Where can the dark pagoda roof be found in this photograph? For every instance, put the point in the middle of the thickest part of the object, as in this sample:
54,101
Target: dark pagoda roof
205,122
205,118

* _What you need to do_: From start to finish, retype the records above with complete accuracy.

* _Reply to the task_:
Where can the dark pagoda roof be found in this photograph? For every instance, put the point in the middle of the thickest part of the object, as in this sample:
54,101
Target: dark pagoda roof
205,122
205,118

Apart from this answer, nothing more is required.